_Task instructions_.
Copy the records from their start through the line that contains "(0, 201), (800, 533)", and change "pipeline" to "system" while keeping everything else the same. Leave the pictures out of your answer.

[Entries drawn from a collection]
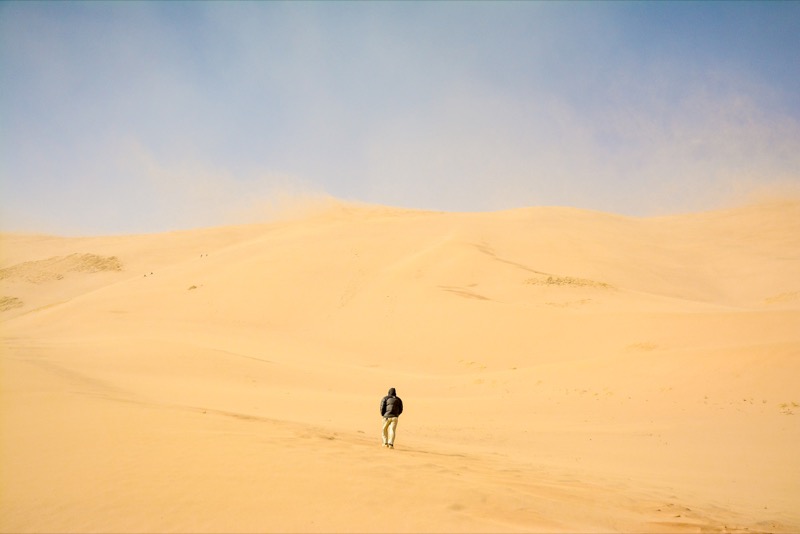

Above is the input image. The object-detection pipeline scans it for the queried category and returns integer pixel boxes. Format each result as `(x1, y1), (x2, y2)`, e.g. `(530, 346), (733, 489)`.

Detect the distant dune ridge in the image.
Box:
(0, 200), (800, 532)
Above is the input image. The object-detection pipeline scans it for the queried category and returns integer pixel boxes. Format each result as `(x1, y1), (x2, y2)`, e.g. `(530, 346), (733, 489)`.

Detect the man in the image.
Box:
(381, 388), (403, 449)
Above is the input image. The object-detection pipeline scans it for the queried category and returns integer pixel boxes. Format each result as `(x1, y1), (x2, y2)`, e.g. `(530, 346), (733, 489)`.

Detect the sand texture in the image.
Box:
(0, 201), (800, 533)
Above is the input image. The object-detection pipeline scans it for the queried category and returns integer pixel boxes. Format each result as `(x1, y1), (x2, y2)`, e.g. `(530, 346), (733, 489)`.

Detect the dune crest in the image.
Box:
(0, 201), (800, 532)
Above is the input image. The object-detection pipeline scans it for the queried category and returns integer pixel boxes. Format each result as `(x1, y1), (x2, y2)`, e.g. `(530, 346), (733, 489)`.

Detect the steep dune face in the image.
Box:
(0, 202), (800, 531)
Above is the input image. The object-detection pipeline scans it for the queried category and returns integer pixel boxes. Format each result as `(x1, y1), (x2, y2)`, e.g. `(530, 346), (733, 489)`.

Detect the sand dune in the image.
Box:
(0, 201), (800, 532)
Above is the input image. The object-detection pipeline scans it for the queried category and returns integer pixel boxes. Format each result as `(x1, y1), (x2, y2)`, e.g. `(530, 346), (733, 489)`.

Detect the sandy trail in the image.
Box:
(0, 202), (800, 532)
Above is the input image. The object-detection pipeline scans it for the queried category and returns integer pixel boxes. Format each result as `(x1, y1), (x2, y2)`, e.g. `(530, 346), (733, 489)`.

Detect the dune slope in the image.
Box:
(0, 201), (800, 532)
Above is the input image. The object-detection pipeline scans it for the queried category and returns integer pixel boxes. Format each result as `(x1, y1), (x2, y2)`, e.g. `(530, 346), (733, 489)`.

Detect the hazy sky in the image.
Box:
(0, 2), (800, 234)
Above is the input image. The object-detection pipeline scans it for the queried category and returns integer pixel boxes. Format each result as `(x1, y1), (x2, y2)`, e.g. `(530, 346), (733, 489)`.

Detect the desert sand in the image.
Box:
(0, 200), (800, 532)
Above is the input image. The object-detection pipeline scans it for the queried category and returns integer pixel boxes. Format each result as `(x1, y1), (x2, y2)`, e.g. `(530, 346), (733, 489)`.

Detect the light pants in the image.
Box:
(383, 417), (397, 446)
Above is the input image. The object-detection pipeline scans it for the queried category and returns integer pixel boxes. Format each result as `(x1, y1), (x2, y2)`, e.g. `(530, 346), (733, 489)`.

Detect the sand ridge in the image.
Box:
(0, 202), (800, 532)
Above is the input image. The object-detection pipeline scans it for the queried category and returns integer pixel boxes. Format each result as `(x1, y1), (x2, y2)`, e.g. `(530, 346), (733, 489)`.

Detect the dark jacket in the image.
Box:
(381, 388), (403, 417)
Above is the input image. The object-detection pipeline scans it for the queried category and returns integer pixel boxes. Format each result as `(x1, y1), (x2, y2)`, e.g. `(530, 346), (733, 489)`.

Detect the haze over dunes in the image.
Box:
(0, 201), (800, 532)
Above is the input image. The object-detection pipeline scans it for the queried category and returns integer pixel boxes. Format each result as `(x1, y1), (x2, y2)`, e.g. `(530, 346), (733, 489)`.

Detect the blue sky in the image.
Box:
(0, 2), (800, 234)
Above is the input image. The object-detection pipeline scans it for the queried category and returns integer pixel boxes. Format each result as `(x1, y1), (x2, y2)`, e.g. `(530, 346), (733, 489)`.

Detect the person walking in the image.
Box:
(381, 388), (403, 449)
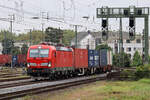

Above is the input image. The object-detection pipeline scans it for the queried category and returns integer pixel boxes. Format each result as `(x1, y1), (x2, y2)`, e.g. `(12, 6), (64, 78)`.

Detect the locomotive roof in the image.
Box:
(30, 45), (73, 51)
(30, 45), (55, 48)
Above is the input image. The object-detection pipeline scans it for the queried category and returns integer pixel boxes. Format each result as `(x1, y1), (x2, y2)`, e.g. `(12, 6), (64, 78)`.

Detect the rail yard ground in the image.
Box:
(20, 79), (150, 100)
(0, 67), (29, 82)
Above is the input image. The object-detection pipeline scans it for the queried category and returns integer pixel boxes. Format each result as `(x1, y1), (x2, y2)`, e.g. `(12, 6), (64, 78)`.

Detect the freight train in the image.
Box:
(0, 54), (27, 66)
(27, 43), (112, 80)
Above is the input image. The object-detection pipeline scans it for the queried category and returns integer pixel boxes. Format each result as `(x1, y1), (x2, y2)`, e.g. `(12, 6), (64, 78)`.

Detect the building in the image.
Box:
(0, 42), (29, 54)
(71, 32), (96, 49)
(71, 31), (150, 58)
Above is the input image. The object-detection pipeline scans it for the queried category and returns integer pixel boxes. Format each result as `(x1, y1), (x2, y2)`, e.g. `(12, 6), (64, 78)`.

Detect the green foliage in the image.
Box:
(113, 52), (131, 67)
(120, 69), (135, 80)
(21, 44), (28, 54)
(45, 27), (63, 43)
(12, 46), (21, 55)
(131, 51), (142, 67)
(63, 30), (75, 46)
(0, 30), (17, 41)
(135, 64), (150, 79)
(96, 44), (112, 50)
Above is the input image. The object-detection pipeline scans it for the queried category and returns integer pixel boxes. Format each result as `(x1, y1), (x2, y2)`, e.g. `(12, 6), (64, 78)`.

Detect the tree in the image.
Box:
(21, 44), (28, 55)
(63, 30), (75, 46)
(131, 51), (142, 67)
(45, 27), (63, 43)
(96, 44), (112, 50)
(11, 46), (21, 55)
(113, 52), (131, 67)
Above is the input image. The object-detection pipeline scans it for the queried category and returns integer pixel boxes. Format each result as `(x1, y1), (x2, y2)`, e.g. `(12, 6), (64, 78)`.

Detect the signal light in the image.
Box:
(137, 9), (142, 15)
(129, 31), (134, 37)
(129, 17), (135, 40)
(124, 10), (129, 16)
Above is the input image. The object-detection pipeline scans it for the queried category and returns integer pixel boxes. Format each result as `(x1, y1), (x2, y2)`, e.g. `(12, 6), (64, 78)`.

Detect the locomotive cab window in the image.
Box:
(30, 49), (49, 57)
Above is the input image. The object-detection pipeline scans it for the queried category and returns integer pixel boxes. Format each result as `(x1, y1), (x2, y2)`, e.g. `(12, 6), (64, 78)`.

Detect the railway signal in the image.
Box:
(102, 19), (108, 40)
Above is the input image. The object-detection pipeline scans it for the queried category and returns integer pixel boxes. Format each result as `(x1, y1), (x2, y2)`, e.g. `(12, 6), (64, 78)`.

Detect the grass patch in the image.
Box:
(19, 79), (150, 100)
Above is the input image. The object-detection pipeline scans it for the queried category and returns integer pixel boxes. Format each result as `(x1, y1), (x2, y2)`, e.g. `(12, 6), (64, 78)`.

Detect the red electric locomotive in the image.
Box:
(27, 44), (74, 79)
(27, 43), (112, 79)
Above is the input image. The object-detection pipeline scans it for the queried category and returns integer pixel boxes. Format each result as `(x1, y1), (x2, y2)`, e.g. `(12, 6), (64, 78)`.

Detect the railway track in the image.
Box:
(0, 80), (44, 89)
(0, 77), (30, 82)
(0, 74), (107, 100)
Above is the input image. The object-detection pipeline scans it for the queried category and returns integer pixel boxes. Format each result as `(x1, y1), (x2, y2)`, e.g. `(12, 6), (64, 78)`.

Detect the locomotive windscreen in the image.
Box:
(30, 49), (49, 57)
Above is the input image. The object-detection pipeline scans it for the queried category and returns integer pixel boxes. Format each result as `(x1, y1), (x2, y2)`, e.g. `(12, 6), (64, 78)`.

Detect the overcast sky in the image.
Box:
(0, 0), (150, 33)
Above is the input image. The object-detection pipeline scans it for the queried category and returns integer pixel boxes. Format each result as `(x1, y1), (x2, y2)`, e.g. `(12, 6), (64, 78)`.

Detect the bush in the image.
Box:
(135, 64), (150, 79)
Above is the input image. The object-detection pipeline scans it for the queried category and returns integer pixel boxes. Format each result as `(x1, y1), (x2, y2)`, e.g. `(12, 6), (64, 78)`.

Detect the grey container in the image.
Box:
(88, 50), (99, 67)
(99, 49), (107, 67)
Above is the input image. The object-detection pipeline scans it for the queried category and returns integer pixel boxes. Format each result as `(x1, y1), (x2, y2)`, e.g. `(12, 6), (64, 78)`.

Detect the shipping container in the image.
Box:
(74, 48), (88, 68)
(88, 50), (99, 67)
(55, 47), (73, 67)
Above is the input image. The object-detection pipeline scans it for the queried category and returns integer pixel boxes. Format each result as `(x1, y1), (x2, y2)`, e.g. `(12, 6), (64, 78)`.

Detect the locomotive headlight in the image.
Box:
(27, 63), (30, 67)
(48, 62), (52, 67)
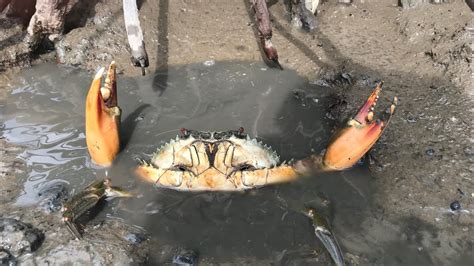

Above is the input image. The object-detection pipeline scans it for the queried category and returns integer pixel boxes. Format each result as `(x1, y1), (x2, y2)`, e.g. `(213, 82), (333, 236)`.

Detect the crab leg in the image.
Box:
(322, 82), (398, 170)
(252, 0), (283, 70)
(86, 62), (121, 166)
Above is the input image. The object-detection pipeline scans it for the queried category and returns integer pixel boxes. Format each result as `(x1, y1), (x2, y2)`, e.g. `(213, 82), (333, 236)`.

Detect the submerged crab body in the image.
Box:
(77, 62), (397, 265)
(137, 128), (296, 191)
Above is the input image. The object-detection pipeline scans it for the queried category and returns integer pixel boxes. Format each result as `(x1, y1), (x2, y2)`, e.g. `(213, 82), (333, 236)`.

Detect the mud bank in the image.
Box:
(0, 0), (474, 265)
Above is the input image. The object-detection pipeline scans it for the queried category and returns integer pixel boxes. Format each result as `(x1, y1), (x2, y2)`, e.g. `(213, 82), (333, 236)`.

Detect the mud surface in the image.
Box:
(0, 0), (474, 265)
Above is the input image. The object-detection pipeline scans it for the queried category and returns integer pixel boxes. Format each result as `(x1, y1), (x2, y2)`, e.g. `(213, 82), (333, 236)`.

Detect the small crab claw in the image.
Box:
(322, 82), (398, 170)
(86, 62), (121, 166)
(304, 208), (345, 266)
(260, 38), (283, 70)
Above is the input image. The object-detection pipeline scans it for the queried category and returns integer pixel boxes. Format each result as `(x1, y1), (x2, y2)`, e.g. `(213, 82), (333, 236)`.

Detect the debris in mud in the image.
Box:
(173, 250), (198, 266)
(0, 218), (44, 257)
(311, 67), (353, 88)
(399, 0), (451, 9)
(124, 233), (147, 245)
(0, 248), (16, 266)
(38, 182), (68, 213)
(288, 1), (318, 32)
(425, 148), (435, 156)
(326, 94), (347, 120)
(449, 200), (461, 211)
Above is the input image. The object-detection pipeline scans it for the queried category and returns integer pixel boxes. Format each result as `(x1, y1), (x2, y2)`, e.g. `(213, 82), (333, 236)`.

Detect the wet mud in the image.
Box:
(0, 1), (474, 265)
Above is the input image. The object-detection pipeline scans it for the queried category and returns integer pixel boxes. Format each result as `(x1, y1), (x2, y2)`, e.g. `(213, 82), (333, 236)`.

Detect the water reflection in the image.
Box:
(0, 62), (378, 262)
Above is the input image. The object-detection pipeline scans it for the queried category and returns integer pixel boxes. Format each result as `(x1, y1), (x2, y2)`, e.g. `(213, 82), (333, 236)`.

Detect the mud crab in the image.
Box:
(63, 62), (397, 265)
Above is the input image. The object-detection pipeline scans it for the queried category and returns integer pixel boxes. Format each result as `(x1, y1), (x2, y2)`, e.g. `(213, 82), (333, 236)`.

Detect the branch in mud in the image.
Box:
(123, 0), (149, 76)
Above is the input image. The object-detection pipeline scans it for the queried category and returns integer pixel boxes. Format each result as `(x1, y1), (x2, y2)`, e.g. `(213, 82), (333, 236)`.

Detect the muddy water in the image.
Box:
(0, 62), (431, 265)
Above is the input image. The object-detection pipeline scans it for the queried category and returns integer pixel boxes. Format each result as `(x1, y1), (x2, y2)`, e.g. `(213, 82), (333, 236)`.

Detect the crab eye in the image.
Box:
(237, 163), (257, 171)
(173, 164), (189, 172)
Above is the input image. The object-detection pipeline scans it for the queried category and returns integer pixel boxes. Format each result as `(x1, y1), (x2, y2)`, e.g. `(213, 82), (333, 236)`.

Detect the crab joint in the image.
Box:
(86, 62), (121, 166)
(323, 83), (398, 170)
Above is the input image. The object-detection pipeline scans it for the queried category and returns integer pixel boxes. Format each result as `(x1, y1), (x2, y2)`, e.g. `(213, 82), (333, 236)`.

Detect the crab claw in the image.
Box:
(86, 62), (121, 166)
(323, 82), (398, 170)
(260, 38), (283, 70)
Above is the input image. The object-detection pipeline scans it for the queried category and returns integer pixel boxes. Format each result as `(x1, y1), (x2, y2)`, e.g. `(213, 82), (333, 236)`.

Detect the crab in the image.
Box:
(63, 62), (398, 265)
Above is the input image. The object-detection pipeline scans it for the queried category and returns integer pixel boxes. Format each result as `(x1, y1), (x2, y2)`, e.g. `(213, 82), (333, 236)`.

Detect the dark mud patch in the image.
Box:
(1, 62), (472, 265)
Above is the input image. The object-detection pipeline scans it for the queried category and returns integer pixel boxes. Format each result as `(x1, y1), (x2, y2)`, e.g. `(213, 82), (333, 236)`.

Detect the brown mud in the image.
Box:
(0, 0), (474, 265)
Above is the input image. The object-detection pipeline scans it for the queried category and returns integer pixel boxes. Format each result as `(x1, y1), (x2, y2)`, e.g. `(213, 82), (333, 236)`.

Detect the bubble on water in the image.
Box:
(203, 60), (216, 66)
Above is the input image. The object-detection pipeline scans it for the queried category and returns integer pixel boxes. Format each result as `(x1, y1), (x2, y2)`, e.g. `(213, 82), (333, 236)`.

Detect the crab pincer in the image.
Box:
(323, 82), (398, 170)
(86, 62), (121, 166)
(304, 208), (345, 266)
(61, 178), (132, 239)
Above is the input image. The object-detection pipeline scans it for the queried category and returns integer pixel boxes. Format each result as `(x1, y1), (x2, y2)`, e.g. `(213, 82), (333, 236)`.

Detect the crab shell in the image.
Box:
(136, 132), (297, 191)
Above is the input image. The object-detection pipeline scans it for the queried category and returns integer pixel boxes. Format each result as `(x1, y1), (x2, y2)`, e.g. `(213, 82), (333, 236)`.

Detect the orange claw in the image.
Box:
(86, 62), (121, 166)
(323, 82), (398, 170)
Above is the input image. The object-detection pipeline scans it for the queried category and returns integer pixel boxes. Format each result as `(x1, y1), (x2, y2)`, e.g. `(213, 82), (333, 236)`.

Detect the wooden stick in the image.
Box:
(123, 0), (149, 76)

_Answer to this exercise_.
Above is the input image. The object-detection system scans it for the queried category and returns integer pixel boxes. Format each result as `(x1, y1), (x2, y2)`, e.g. `(530, 346), (733, 489)`.

Detect the distant dune ridge in the image.
Box:
(0, 200), (800, 532)
Above is the input image. The object-detection system scans it for the queried category and returns integer pixel boxes. Format each result as `(x1, y1), (x2, y2)`, e.g. `(530, 346), (733, 489)`.

Detect the man in the image.
Box:
(381, 388), (403, 449)
Above is the input image. The object-detection system scans it for the queried category and returns integer pixel boxes. Format each result as `(x1, y1), (x2, y2)`, e.g. `(530, 346), (733, 489)`.

Detect the sand texture in the image.
Box:
(0, 201), (800, 533)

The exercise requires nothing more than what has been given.